**PAGE TEXT**
◆ ◆ ◆ ◆ ◆ ◆ ◆

If you are unable to create a new account, please email support@bspsoftware.com

 

Dashboard performs less on Oracle database than on in-cognos Datasets

Started by moos_93, 05 Dec 2025 04:00:57 AM

Previous topic - Next topic

moos_93

Good morning!

As the title says: I have made a number of datasets in Cognos, and connected them logically in a data module. On this module I built a dashboard that performs perfectly.

To save the local cognos server, I asked our local ETL specialist to recreated the datasets with ETL, and to write them off in an Oracle database. These tables I have then connected again in a data module, in the exact same way as I did with the datasets. On this module I built an identical dashboard as well. The performance of this dashboard is absolutely horrable, and most visualisations time-out on loading.

The fact table in question is a table with about 130.000 records, using several foreign keys for which dimensions were built. Most of these dimensions are 1:N to the fact table, but I also built a date dimension that is N:N, covering the time between START_DATE and END_DATE. When using this dimension, the number of records increases to 170 million.

Am I doing something wrong, or is the discrepancy in performance between the Oracle-database and the Datasets to be expected?

Thanks for your insights!

dougp

That is expected.  The dashboard that gets data from the database must perform these tasks for every visualization every time the user touches something.
write SQL
connect to the database server
run a query that involves joins between multiple tables
get a response back
update the viz

Put another way, when you are connecting to the database:
Cognos must write a more complex query.
Cognos spends time communicating with the db server.
the database server must perform lookups and filters across joins.
Cognos spends more time communicating with the db server.
Cognos waits for the data to be downloaded across the network.

◆ ◆ ◆ ◆ ◆ ◆ ◆

**SHORT PROBLEM A**
Go through the records from the first line through the line containing "x=131, y=80", and substitute "crop scouting" for each occurrence of "agriculture scouting". Reproduce those lines with nothing else changed, and leave the pictures out.
The records that follow are unrelated to the forum thread above.

[Excerpts from point annotation data]

◆ ◆ ◆ ◆ ◆ ◆ ◆

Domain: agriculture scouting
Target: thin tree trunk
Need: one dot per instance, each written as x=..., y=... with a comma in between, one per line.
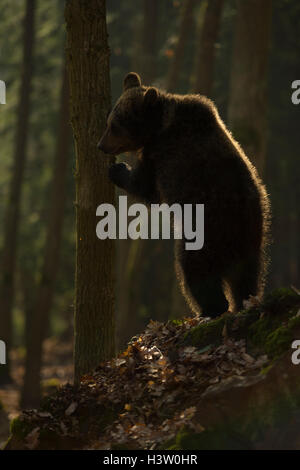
x=88, y=64
x=186, y=23
x=150, y=30
x=205, y=61
x=45, y=291
x=12, y=215
x=248, y=85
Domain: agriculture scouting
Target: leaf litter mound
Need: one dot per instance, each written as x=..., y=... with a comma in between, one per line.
x=144, y=396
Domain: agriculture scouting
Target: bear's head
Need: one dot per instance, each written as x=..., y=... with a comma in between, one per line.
x=133, y=119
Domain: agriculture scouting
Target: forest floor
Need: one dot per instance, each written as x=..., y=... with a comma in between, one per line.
x=57, y=370
x=227, y=383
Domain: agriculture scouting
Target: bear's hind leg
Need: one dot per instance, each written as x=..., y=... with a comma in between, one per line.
x=244, y=281
x=201, y=286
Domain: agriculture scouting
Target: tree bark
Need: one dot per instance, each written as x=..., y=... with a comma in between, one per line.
x=184, y=30
x=150, y=29
x=12, y=215
x=247, y=112
x=205, y=60
x=45, y=291
x=88, y=65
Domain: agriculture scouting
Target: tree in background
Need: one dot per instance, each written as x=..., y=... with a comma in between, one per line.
x=38, y=323
x=205, y=57
x=186, y=22
x=90, y=102
x=12, y=215
x=146, y=62
x=247, y=113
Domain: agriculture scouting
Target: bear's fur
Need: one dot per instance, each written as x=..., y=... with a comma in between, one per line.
x=187, y=156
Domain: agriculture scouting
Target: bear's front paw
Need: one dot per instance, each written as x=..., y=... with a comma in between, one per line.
x=119, y=174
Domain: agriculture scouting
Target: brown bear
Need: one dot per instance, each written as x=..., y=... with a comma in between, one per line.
x=186, y=155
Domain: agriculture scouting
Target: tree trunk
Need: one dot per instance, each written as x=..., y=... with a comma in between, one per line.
x=45, y=291
x=184, y=30
x=205, y=60
x=12, y=214
x=248, y=84
x=88, y=64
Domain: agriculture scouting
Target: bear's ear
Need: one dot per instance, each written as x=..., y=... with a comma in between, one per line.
x=151, y=96
x=131, y=80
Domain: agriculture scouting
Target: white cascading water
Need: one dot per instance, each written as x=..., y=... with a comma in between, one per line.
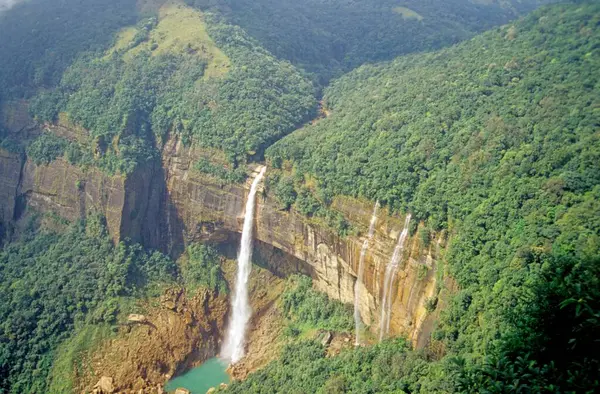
x=233, y=348
x=361, y=269
x=390, y=273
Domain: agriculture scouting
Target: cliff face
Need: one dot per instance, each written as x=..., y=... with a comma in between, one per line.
x=168, y=204
x=199, y=208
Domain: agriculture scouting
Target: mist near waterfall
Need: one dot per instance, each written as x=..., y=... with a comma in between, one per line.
x=361, y=274
x=390, y=273
x=233, y=348
x=8, y=4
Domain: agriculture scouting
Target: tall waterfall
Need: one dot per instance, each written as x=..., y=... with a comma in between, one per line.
x=390, y=274
x=361, y=269
x=233, y=348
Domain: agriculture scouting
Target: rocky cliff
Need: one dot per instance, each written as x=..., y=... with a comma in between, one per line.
x=200, y=208
x=168, y=204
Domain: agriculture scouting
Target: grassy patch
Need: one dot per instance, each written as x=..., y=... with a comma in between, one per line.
x=180, y=29
x=69, y=362
x=407, y=13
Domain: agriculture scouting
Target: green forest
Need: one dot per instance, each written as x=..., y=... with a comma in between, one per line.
x=326, y=38
x=479, y=118
x=52, y=283
x=495, y=140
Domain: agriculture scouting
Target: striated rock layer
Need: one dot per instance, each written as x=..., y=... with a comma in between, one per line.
x=169, y=204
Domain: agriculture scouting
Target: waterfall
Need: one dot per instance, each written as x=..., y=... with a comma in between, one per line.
x=233, y=348
x=390, y=274
x=361, y=269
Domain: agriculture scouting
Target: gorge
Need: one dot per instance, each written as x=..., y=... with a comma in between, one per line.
x=233, y=348
x=307, y=196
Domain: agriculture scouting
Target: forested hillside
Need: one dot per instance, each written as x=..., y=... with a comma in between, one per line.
x=180, y=72
x=53, y=283
x=328, y=37
x=495, y=140
x=41, y=38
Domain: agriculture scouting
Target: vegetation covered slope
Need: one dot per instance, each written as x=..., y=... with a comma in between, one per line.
x=41, y=38
x=52, y=282
x=327, y=37
x=497, y=140
x=181, y=72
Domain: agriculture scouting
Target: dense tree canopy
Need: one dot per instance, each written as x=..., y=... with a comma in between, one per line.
x=131, y=97
x=41, y=38
x=327, y=37
x=496, y=140
x=50, y=281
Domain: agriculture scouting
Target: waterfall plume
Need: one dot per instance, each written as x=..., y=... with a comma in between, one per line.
x=361, y=269
x=233, y=348
x=390, y=274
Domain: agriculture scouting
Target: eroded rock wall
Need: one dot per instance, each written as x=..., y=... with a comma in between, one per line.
x=169, y=204
x=198, y=207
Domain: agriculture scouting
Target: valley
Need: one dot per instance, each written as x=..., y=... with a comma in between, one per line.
x=324, y=196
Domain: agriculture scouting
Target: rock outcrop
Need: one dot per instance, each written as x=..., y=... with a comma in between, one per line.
x=200, y=208
x=169, y=204
x=170, y=341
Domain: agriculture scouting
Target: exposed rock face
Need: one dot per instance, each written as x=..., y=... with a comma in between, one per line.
x=168, y=342
x=166, y=206
x=10, y=174
x=199, y=208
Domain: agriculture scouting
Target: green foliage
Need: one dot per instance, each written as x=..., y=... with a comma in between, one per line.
x=203, y=268
x=306, y=307
x=289, y=191
x=497, y=138
x=38, y=48
x=46, y=148
x=50, y=282
x=128, y=100
x=284, y=191
x=304, y=368
x=227, y=176
x=327, y=38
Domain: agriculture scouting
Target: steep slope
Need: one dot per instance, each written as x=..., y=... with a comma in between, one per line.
x=41, y=38
x=328, y=37
x=184, y=73
x=496, y=140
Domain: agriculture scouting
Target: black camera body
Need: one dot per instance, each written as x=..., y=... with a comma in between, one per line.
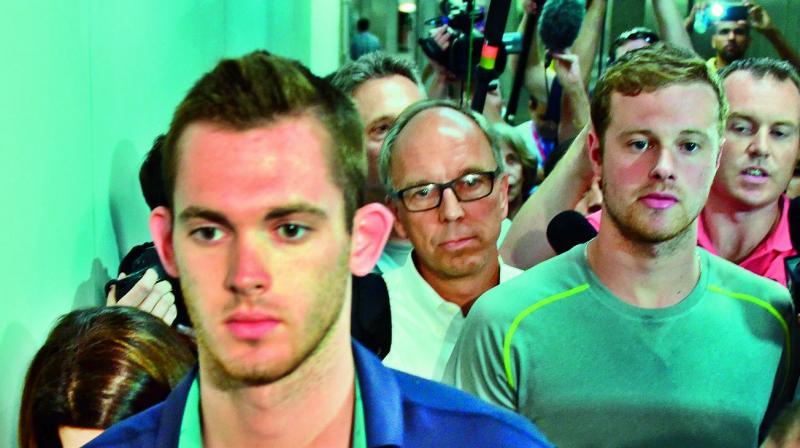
x=135, y=264
x=456, y=58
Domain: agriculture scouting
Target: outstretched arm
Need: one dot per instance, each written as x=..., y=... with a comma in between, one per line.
x=762, y=22
x=670, y=24
x=585, y=46
x=526, y=243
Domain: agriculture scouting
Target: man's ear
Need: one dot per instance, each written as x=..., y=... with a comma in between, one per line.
x=371, y=227
x=595, y=152
x=161, y=231
x=719, y=153
x=504, y=194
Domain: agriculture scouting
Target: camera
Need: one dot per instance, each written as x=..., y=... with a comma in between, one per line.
x=720, y=11
x=135, y=264
x=465, y=27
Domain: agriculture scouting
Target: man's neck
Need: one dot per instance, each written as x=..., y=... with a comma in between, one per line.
x=645, y=275
x=463, y=291
x=735, y=231
x=310, y=407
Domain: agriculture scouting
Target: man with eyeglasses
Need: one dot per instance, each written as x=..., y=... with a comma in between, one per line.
x=449, y=194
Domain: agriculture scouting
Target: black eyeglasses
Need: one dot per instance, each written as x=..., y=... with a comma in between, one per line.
x=469, y=187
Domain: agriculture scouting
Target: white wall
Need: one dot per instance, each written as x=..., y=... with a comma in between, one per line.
x=85, y=87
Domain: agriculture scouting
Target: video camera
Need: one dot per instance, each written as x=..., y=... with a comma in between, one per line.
x=720, y=11
x=465, y=26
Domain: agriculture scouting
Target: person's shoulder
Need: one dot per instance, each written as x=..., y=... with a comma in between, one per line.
x=558, y=275
x=135, y=431
x=456, y=418
x=731, y=279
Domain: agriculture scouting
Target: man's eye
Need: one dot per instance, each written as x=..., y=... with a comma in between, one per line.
x=690, y=146
x=781, y=133
x=423, y=192
x=470, y=180
x=292, y=232
x=207, y=234
x=379, y=131
x=740, y=128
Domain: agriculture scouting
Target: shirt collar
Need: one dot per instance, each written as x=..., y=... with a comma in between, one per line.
x=778, y=239
x=191, y=432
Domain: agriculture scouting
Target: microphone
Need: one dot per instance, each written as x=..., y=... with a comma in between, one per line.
x=568, y=229
x=559, y=25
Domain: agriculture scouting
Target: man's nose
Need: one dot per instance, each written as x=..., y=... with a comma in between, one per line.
x=664, y=166
x=451, y=208
x=248, y=272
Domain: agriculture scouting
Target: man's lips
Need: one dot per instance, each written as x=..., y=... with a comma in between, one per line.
x=659, y=201
x=250, y=325
x=457, y=243
x=755, y=174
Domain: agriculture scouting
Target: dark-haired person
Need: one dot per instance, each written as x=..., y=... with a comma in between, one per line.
x=746, y=217
x=363, y=42
x=639, y=337
x=264, y=249
x=97, y=367
x=732, y=34
x=382, y=86
x=150, y=293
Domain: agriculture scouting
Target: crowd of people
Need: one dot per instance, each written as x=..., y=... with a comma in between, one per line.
x=290, y=212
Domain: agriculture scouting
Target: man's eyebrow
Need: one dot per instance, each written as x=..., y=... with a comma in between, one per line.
x=291, y=209
x=195, y=212
x=695, y=132
x=381, y=118
x=741, y=116
x=647, y=133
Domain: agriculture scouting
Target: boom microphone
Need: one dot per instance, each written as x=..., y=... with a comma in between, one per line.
x=559, y=25
x=568, y=229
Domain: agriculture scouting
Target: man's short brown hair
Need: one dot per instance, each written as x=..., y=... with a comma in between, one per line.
x=649, y=69
x=258, y=89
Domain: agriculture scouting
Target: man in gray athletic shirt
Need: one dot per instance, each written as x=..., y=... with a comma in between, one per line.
x=639, y=337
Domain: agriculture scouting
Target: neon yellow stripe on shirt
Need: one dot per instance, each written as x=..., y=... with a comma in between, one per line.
x=771, y=310
x=525, y=313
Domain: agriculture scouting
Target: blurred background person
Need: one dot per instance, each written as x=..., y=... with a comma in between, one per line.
x=521, y=165
x=97, y=367
x=363, y=41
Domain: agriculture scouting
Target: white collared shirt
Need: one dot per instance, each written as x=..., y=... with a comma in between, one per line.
x=425, y=327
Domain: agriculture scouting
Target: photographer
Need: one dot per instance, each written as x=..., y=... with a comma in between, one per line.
x=732, y=38
x=148, y=293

◆ ◆ ◆ ◆ ◆ ◆ ◆

**SHORT PROBLEM B**
In the forum thread, how many records does the fact table reach when the date dimension is used?

**WORKED ANSWER A**
Domain: crop scouting
Target: thin tree trunk
Need: one dot per instance, each written as x=..., y=... with a comma in between, one per line.
x=88, y=64
x=186, y=23
x=150, y=30
x=205, y=61
x=45, y=291
x=12, y=215
x=248, y=85
Domain: crop scouting
Target: leaf litter mound
Need: one dot per instance, each written as x=..., y=... with a comma in between, one per line.
x=144, y=396
Domain: crop scouting
Target: bear's head
Need: one dot per instance, each written as x=..., y=... with a comma in between, one per line.
x=133, y=119
Domain: crop scouting
Target: forest floor
Need: one dot per instance, each written as x=..., y=... with a comma in between, one per line.
x=57, y=370
x=227, y=383
Domain: crop scouting
Target: bear's hind leg
Need: one dot per instance, each written as x=..., y=... with a comma in between, one per line.
x=244, y=281
x=201, y=286
Domain: crop scouting
Target: tree bark
Need: one dot per instance, each written as x=..., y=... with a comma in between, one per line.
x=184, y=30
x=150, y=29
x=12, y=215
x=247, y=112
x=205, y=60
x=45, y=291
x=88, y=65
Domain: crop scouting
Target: tree in background
Need: one dot per instance, each written as x=..., y=... with a comma in between, one per line.
x=38, y=323
x=205, y=57
x=186, y=22
x=90, y=102
x=12, y=215
x=146, y=62
x=247, y=113
Domain: crop scouting
Target: bear's fur
Need: one dot per instance, each written as x=..., y=... with a comma in between, one per line.
x=187, y=156
Domain: crop scouting
Target: bear's front paw
Need: one dot per instance, each written as x=..., y=... with a comma in between, one per line.
x=119, y=174
Domain: crop scouting
Target: brown bear
Need: one dot per instance, each written as x=..., y=... with a comma in between, one per line.
x=186, y=155
Domain: crop scouting
Target: tree trunk
Need: one dot per instance, each written as x=..., y=... with a comma in between, one per line.
x=45, y=291
x=184, y=30
x=205, y=60
x=12, y=214
x=248, y=84
x=88, y=64
Domain: crop scouting
Target: bear's ear
Need: one dot per instance, each written as x=..., y=... with a comma in between, one per line.
x=151, y=96
x=131, y=80

**WORKED ANSWER B**
170 million.